Work to be completed:
Copy out the lines below from the one containing "of the thumb" through the end of the rows, requests included. Scale each point coordinate by 0.35 and round it to a whole number, with halves rounding up.

Records for the task:
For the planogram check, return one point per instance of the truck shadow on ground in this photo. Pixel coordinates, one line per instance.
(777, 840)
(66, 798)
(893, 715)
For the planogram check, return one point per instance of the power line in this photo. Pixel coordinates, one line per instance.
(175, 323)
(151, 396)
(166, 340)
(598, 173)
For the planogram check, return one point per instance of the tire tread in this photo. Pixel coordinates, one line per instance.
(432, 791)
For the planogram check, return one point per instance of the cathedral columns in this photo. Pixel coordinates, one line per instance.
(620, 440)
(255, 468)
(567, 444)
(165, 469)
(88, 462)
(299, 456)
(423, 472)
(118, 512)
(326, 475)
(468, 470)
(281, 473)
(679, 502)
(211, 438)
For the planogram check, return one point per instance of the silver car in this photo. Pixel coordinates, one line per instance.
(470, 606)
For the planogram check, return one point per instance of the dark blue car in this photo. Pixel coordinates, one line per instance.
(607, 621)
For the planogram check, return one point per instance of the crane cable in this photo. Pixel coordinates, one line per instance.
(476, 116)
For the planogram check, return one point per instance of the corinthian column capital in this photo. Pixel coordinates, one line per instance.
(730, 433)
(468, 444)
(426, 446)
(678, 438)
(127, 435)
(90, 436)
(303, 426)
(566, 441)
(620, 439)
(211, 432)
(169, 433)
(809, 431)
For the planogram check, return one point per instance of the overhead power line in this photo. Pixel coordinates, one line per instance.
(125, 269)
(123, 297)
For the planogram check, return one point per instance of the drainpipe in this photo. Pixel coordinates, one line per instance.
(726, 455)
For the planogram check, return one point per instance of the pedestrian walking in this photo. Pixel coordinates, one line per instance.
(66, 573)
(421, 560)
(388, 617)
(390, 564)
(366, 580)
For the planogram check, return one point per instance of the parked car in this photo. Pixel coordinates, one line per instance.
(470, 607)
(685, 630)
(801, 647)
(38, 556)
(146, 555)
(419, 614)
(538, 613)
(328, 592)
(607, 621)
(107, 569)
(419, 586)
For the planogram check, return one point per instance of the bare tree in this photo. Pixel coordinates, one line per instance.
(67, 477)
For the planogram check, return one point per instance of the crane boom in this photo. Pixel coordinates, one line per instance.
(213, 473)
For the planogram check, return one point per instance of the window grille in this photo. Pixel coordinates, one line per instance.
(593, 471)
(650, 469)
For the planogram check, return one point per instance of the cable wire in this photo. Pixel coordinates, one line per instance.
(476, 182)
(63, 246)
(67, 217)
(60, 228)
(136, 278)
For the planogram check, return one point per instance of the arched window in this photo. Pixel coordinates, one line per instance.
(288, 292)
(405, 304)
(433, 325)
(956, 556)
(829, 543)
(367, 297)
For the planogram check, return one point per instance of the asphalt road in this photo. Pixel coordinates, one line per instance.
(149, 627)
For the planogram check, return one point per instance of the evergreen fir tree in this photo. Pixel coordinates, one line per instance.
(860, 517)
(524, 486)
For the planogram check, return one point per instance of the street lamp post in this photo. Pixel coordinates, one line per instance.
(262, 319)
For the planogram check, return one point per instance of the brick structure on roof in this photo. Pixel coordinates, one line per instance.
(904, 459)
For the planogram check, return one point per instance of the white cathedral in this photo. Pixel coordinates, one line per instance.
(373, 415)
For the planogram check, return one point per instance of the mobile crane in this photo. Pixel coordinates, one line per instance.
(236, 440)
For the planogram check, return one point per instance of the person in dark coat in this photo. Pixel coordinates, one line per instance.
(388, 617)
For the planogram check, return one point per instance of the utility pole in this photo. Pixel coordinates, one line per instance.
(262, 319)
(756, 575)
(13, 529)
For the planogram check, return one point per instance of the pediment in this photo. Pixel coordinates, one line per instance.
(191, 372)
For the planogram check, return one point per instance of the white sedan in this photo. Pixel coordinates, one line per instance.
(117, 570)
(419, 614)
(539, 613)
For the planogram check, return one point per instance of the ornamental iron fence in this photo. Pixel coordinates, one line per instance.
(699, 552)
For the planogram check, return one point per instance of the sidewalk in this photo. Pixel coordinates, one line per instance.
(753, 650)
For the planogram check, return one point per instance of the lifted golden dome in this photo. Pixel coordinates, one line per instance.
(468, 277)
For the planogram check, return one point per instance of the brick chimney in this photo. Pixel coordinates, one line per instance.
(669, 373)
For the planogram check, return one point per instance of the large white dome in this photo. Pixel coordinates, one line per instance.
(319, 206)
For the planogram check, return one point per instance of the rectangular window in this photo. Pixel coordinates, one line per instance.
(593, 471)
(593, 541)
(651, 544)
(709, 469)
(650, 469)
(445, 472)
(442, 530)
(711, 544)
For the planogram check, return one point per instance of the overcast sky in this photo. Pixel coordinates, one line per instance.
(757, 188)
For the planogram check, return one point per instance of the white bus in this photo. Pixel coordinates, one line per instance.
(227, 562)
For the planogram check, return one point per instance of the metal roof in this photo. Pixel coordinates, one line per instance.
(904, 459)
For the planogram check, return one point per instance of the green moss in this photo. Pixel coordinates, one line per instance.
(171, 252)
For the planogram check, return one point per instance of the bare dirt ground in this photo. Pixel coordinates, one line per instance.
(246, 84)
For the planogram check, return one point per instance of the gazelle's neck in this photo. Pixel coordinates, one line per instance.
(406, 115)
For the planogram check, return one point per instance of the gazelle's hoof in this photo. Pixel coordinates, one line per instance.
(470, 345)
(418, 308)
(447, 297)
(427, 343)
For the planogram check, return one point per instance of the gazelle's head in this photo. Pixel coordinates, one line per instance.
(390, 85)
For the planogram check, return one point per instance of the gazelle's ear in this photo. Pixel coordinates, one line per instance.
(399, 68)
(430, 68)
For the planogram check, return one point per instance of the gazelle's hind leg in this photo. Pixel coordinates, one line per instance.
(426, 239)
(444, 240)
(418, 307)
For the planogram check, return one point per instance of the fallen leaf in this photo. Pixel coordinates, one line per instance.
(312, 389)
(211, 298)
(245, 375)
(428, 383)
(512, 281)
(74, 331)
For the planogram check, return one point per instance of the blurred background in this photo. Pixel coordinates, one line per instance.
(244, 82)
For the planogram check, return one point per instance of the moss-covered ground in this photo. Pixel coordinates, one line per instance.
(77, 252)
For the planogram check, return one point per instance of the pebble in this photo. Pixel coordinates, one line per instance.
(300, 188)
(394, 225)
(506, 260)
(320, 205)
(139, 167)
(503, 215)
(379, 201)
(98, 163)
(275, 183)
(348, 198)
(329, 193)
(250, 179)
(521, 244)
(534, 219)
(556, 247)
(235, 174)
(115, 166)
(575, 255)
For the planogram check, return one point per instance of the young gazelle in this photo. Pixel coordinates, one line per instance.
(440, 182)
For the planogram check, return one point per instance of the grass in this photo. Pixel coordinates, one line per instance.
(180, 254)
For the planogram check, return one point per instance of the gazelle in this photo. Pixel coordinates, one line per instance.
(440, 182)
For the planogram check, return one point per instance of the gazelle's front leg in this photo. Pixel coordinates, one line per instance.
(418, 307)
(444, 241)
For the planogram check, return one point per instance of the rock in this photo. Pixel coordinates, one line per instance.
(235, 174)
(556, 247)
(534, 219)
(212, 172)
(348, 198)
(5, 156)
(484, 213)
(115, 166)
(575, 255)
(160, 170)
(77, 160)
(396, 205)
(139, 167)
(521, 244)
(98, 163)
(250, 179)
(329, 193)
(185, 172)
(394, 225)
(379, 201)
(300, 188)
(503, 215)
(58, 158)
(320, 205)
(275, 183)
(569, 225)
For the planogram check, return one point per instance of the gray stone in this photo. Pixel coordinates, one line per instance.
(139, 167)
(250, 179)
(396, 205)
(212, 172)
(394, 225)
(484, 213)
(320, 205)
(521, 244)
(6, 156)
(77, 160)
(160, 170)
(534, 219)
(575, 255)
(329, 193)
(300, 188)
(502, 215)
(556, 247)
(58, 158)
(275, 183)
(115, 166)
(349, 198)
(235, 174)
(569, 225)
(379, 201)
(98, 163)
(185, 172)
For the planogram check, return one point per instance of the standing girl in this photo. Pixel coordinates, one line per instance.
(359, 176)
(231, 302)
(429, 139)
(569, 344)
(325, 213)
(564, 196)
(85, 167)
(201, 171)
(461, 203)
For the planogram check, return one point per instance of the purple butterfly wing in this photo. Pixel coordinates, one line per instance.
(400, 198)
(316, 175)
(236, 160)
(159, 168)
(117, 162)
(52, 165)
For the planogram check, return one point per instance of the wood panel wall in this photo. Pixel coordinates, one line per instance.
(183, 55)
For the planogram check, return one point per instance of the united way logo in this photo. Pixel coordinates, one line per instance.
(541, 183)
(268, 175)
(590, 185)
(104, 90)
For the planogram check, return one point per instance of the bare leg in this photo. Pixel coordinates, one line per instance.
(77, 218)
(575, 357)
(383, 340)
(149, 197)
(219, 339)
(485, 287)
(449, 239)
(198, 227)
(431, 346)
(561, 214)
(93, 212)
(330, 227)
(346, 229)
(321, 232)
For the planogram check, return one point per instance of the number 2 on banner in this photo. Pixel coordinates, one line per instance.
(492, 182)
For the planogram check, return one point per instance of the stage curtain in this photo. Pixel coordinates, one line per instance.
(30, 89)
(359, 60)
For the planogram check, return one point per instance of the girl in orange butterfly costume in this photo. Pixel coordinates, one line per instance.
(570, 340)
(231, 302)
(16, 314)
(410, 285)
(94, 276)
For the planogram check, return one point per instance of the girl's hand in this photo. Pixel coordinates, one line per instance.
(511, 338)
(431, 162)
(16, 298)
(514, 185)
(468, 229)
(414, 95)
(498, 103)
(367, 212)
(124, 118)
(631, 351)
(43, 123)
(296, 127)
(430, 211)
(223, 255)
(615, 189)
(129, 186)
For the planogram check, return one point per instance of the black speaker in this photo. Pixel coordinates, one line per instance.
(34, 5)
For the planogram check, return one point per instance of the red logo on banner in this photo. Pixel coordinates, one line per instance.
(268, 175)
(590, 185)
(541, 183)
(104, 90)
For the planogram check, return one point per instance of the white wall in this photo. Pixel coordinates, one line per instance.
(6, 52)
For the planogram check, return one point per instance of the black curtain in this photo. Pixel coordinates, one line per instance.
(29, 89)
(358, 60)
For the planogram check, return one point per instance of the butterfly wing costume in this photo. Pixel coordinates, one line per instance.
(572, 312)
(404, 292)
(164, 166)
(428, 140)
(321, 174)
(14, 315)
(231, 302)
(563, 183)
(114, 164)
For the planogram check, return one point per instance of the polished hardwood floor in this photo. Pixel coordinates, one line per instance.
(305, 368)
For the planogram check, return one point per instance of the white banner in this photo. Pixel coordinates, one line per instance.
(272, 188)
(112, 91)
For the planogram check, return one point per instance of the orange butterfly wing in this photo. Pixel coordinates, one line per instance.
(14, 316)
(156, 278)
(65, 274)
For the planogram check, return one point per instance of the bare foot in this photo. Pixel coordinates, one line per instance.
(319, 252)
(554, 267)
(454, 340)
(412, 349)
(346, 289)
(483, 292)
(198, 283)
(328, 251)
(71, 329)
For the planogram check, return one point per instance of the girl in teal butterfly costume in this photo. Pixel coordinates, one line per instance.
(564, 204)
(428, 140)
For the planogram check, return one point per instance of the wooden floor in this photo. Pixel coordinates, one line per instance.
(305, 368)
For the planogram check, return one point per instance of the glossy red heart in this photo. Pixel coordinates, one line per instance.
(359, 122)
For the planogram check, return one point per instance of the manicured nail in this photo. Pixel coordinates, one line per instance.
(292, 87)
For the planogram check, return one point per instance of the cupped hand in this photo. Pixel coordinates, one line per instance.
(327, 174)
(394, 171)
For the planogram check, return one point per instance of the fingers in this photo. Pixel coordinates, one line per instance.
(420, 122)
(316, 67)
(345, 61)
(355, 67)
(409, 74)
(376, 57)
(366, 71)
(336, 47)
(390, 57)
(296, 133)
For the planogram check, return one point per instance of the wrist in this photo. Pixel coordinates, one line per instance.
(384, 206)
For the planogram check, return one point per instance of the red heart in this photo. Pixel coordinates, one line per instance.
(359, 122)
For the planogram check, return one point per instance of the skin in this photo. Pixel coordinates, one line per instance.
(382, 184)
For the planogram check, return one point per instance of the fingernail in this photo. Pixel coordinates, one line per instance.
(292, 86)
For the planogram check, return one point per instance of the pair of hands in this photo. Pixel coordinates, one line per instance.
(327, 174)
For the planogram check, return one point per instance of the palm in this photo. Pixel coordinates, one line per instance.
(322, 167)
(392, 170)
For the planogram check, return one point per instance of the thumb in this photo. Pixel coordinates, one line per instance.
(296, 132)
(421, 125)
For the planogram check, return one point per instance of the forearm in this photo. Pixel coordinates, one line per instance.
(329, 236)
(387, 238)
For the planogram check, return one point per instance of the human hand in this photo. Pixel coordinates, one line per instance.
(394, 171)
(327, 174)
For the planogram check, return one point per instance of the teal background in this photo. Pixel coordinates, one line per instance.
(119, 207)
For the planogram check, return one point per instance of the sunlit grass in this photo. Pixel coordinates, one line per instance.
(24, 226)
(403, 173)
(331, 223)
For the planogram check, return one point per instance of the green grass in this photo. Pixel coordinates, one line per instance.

Reply to the task:
For the planogram check, return one point per instance of the thumb in this photo. Pixel coordinates, one line per instance.
(104, 46)
(147, 44)
For the planogram check, return one point per instance of the forearm in this photo. Pixel coordinates, one line per instance.
(115, 83)
(135, 83)
For the planogram check, return one point per instance of the human hand in this photo. Pixel coordinates, one line per instance.
(138, 60)
(114, 61)
For the planogram check, return one point per instance of the teal background in this photo. Pixel coordinates, one line per instance.
(42, 72)
For the planogram check, return one point per instance of the sunlit grass in this photo. Pixel coordinates, one line per instance.
(8, 79)
(141, 61)
(116, 78)
For the planogram check, return one point per instance of the green grass in this photo. Pixel coordinates, one line per instance.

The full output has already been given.